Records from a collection

************

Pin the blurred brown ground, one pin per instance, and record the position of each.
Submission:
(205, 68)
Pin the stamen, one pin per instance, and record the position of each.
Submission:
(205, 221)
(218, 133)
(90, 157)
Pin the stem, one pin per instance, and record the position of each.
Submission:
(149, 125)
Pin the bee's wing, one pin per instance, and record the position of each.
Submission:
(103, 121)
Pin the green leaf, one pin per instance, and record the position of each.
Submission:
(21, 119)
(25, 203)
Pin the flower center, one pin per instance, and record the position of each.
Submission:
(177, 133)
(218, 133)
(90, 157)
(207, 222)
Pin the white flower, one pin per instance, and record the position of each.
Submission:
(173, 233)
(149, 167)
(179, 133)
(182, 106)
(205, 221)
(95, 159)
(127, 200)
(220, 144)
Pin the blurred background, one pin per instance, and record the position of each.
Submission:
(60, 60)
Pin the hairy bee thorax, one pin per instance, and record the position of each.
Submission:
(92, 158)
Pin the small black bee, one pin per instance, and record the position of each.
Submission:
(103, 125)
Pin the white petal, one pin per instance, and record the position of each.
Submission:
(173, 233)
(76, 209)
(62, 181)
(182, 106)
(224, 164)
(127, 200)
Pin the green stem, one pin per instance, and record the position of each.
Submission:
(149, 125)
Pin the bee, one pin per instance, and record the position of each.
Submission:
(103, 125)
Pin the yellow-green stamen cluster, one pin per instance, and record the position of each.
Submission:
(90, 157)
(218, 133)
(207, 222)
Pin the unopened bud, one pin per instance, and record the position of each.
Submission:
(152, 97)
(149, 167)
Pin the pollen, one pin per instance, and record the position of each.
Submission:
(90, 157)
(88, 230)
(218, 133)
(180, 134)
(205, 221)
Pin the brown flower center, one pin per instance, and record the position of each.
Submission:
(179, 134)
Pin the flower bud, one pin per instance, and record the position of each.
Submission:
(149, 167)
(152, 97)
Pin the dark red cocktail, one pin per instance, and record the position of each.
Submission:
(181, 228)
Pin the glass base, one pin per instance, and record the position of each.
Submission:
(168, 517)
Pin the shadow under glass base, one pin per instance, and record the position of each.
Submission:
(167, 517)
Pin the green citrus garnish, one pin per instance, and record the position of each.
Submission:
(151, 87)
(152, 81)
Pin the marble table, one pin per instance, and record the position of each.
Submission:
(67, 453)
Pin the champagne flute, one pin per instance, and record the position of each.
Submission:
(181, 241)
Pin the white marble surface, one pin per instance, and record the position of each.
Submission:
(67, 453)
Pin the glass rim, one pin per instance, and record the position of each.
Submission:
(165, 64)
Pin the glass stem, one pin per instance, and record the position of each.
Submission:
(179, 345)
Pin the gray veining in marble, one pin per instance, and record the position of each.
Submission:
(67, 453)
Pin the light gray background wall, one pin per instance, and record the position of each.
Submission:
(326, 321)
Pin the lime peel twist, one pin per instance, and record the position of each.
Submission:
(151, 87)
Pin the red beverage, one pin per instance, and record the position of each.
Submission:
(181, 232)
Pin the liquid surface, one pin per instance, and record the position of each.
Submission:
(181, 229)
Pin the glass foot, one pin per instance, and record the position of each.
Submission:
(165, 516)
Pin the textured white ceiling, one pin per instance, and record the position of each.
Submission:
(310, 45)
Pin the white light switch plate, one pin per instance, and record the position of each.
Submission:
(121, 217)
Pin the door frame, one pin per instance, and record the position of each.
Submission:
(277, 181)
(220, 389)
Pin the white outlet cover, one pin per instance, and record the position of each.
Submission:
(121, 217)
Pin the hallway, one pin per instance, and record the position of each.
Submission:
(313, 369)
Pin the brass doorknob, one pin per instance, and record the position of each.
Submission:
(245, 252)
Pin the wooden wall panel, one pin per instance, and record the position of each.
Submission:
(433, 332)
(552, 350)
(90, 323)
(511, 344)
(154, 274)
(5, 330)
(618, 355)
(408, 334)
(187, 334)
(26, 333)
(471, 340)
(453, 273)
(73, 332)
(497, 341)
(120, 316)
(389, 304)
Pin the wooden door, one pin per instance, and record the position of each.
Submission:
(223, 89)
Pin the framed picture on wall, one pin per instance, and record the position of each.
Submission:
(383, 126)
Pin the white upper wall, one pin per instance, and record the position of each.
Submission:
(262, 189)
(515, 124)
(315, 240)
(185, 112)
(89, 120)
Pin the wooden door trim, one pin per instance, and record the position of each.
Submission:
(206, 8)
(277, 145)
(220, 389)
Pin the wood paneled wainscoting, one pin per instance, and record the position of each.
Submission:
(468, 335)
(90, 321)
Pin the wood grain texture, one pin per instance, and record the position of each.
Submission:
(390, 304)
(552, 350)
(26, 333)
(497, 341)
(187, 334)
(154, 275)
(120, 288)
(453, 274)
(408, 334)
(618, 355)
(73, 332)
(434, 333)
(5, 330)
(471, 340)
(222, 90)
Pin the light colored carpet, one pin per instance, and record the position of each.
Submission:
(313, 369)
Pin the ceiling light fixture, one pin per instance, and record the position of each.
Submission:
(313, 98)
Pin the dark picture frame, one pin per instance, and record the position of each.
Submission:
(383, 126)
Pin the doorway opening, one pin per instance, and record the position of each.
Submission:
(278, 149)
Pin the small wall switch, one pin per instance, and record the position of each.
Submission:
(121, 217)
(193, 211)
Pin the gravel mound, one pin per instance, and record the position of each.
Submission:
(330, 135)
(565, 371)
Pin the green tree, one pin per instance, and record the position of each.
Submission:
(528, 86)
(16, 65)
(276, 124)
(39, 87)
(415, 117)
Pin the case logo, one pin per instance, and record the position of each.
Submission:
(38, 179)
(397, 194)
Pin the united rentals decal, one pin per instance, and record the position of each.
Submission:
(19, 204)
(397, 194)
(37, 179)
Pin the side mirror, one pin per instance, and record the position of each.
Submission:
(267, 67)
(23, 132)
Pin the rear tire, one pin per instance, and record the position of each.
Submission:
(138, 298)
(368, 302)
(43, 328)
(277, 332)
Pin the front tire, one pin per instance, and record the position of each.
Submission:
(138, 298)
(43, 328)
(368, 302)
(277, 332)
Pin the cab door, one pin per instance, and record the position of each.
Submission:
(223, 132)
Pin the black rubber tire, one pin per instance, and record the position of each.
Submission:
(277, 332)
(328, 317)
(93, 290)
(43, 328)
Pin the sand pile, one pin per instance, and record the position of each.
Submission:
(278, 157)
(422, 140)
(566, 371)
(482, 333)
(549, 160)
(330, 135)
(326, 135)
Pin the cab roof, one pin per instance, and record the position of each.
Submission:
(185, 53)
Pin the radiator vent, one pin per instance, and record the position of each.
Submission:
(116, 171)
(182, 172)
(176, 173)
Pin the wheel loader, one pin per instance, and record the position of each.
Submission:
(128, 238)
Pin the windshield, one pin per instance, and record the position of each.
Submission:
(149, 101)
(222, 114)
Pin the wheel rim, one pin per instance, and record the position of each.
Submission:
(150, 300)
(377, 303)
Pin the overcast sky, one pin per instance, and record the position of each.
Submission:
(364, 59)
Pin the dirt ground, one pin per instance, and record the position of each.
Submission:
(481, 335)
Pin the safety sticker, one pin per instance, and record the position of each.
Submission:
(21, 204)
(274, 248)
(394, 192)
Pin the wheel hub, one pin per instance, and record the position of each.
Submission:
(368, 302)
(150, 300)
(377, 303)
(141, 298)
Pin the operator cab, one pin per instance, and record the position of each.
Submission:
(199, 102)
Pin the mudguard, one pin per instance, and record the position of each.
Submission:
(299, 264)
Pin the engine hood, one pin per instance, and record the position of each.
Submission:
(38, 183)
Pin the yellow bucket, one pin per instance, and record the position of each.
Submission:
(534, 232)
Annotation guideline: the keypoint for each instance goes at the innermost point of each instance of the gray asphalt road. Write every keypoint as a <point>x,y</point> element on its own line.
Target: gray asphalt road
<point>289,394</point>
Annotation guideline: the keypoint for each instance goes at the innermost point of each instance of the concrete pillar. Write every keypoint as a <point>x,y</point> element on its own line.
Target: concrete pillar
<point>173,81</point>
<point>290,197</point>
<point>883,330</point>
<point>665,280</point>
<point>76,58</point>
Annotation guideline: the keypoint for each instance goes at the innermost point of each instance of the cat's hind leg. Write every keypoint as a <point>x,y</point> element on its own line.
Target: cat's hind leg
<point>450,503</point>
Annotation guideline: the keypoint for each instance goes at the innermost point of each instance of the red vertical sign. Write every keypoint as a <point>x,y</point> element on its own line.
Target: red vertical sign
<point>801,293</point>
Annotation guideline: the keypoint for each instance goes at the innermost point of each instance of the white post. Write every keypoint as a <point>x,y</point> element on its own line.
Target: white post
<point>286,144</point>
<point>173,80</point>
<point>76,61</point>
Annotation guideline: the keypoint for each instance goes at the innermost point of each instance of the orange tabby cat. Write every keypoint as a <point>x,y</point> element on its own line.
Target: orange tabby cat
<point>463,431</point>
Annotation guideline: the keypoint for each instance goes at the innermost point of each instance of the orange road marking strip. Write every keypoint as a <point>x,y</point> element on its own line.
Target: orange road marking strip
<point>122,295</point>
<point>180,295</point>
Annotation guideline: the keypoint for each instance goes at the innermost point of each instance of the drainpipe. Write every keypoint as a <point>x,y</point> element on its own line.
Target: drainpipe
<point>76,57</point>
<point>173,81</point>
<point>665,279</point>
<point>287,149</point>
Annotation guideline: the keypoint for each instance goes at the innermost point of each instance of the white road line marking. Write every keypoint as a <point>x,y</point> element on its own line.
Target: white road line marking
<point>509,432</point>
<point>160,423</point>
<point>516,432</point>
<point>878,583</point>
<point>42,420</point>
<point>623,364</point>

************

EXERCISE AIM: Please find each line in the records above that holds the word "stem", and copy it.

SOLUTION TO THE PROBLEM:
Pin the stem, one pin per instance, and record the position of each.
Pin the green stem, one pin per instance, and record the position of each.
Pin the glass stem, one pin per instance, and record the position of each.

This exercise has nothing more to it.